=== Passage shown ===
Picks and Pans Review: 'Austin Powers in Goldmember'

Mike Myers, Michael Caine, Beyoncé Knowles, Seth Green, Michael York

Get to your seat late and you risk missing the single best part of Austin Powers in Goldmember. This cheerful third installment of the comic adventures of England’s swingingest secret agent begins with a hilarious, cameo-stocked—we’re talking big, big names—parody of the obligatory opening stunt sequences in James Bond films. It’s followed by a massive musical number in which Austin Powers (Myers), making like a pixieish Gene Kelly, prances across a studio back lot in a dead-on spoof of with-it ’60s groovefests. All that’s missing is Nancy Sinatra in white go-go boots.

Goldmember never again quite scales those heady heights, though Powers is undeniably one of the screen’s great recent comic creations. Myers’s genius is that he uses the oversexed, choppers-challenged spy—along with three other characters whom he plays: the villainous Dr. Evil, the corpulent Scotsman Fat Bastard and a new, nasty Dutch disco king named Goldmember—to satirize cultural ephemera. Disco, gangsta rap, Cockney slang and blaxploitation films all get zapped as Powers zips across the decades, to 1975 and the present, while trying to rescue his kidnapped father. Dad is Nigel Powers, himself a celebrated spy and bon vivant, who’s played to toothy perfection by Caine.
===
■ Things to do:
**A.** Who plays Nigel Powers, according to the review of Austin Powers in Goldmember?
**B.** Do the following statements agree with the review of Austin Powers in Goldmember? (i) The film opens with a parody of the opening stunt sequences in James Bond films. (ii) Myers plays three other characters besides Austin Powers. (iii) Powers travels back to 1955 while trying to rescue his father.
**C.** Carry on the review of Austin Powers in Goldmember from its last sentence.
=== Data ===
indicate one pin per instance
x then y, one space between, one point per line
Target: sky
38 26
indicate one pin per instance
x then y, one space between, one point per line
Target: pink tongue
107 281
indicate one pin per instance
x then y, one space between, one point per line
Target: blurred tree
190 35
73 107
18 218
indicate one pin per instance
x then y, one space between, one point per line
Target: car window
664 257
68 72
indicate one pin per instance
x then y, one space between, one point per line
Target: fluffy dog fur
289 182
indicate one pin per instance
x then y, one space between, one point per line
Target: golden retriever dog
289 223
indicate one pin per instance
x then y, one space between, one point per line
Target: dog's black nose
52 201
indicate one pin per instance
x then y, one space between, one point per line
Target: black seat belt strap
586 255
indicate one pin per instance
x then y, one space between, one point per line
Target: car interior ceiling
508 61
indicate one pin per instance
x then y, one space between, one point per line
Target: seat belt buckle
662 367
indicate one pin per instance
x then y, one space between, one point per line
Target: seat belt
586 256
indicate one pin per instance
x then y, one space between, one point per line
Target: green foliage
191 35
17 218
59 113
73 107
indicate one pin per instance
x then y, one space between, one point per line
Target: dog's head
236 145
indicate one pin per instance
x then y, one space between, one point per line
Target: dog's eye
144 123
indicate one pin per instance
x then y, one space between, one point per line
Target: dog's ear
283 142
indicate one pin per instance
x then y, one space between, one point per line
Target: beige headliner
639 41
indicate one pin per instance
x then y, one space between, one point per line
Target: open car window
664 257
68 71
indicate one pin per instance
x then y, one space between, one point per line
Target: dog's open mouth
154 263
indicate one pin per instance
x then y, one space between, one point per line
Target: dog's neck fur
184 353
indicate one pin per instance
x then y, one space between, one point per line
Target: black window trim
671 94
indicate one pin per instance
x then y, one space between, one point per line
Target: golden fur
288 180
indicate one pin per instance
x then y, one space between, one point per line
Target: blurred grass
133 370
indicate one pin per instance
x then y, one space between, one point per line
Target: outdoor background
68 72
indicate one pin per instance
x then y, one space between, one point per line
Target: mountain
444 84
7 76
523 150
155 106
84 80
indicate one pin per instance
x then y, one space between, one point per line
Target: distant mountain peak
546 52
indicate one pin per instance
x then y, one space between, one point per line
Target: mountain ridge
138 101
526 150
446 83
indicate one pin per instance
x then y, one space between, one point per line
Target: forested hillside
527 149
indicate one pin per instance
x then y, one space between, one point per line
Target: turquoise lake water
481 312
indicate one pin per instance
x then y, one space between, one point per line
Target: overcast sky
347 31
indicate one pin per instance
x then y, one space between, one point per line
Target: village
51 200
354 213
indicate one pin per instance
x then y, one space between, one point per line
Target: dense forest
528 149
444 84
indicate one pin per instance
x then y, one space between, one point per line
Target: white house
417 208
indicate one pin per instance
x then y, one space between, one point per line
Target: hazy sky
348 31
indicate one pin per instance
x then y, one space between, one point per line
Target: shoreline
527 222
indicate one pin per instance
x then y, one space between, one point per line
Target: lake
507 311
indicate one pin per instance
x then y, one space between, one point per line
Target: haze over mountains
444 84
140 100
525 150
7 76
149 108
===
■ Your written answers:
**A.** Michael Caine plays Nigel Powers.

**B.**
(i) Yes: "parody of the obligatory opening stunt sequences in James Bond films."
(ii) Yes: "along with three other characters whom he plays."
(iii) No: "to 1975 and the present."

**C.**
It’s all rather silly and the potty humor overflows at times, but director Jay Roach (who directed the two previous Powers pictures) keeps the laughs coming during the film’s 94-min. running time. Dr. Evil again gets all the best lines and routines, particularly when paired with the returning Mini-Me (Verne Troyer). Pop singer Knowles, playing secret agent Foxxy Cleopatra, isn’t called upon to do more than project pulchritude and attitude. She aces both. (PG-13)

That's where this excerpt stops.